Fotobeschriftungen mit Begrenzungsrahmen
------------------------
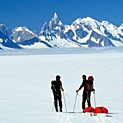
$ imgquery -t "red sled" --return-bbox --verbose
[84,106,95,112]
[94,106,108,114]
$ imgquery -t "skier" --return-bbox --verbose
[76,75,95,111]
[51,75,64,112]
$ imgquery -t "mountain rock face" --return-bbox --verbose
[0,13,123,49]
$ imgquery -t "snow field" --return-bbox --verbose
[0,49,123,123]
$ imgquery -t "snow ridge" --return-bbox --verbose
[0,13,123,49]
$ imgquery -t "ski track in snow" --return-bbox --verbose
[0,50,123,123]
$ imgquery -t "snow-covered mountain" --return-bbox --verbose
[40,13,123,47]
[0,24,21,49]
[0,13,123,48]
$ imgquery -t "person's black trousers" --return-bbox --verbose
[54,93,62,112]
[82,91,91,109]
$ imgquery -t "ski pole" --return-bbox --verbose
[52,102,54,112]
[93,91,96,108]
[73,93,78,112]
[63,91,67,112]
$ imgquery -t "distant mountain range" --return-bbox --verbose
[0,13,123,49]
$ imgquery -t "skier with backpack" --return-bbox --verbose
[51,75,64,112]
[76,75,95,111]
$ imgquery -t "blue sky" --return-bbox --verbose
[0,0,123,32]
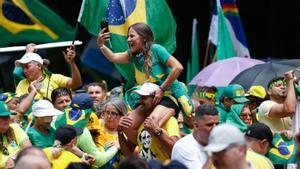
------------------------
Die Aufgabe: Kannst du das gesamte Material als Markdown-Tabelle mit den Spalten „Nr“ und „Inhalt“ darstellen, je eine nummerierte Tabellenzeile pro Zeile und ohne Leerzeilen? Die Bilder gehören nicht in die Antwort.

Schriftliche Lösung:
| Nr | Inhalt |
|---|---|
| 1 | $ imgquery -t "red sled" --return-bbox --verbose |
| 2 | [84,106,95,112] |
| 3 | [94,106,108,114] |
| 4 | $ imgquery -t "skier" --return-bbox --verbose |
| 5 | [76,75,95,111] |
| 6 | [51,75,64,112] |
| 7 | $ imgquery -t "mountain rock face" --return-bbox --verbose |
| 8 | [0,13,123,49] |
| 9 | $ imgquery -t "snow field" --return-bbox --verbose |
| 10 | [0,49,123,123] |
| 11 | $ imgquery -t "snow ridge" --return-bbox --verbose |
| 12 | [0,13,123,49] |
| 13 | $ imgquery -t "ski track in snow" --return-bbox --verbose |
| 14 | [0,50,123,123] |
| 15 | $ imgquery -t "snow-covered mountain" --return-bbox --verbose |
| 16 | [40,13,123,47] |
| 17 | [0,24,21,49] |
| 18 | [0,13,123,48] |
| 19 | $ imgquery -t "person's black trousers" --return-bbox --verbose |
| 20 | [54,93,62,112] |
| 21 | [82,91,91,109] |
| 22 | $ imgquery -t "ski pole" --return-bbox --verbose |
| 23 | [52,102,54,112] |
| 24 | [93,91,96,108] |
| 25 | [73,93,78,112] |
| 26 | [63,91,67,112] |
| 27 | $ imgquery -t "distant mountain range" --return-bbox --verbose |
| 28 | [0,13,123,49] |
| 29 | $ imgquery -t "skier with backpack" --return-bbox --verbose |
| 30 | [51,75,64,112] |
| 31 | [76,75,95,111] |
| 32 | $ imgquery -t "blue sky" --return-bbox --verbose |
| 33 | [0,0,123,32] |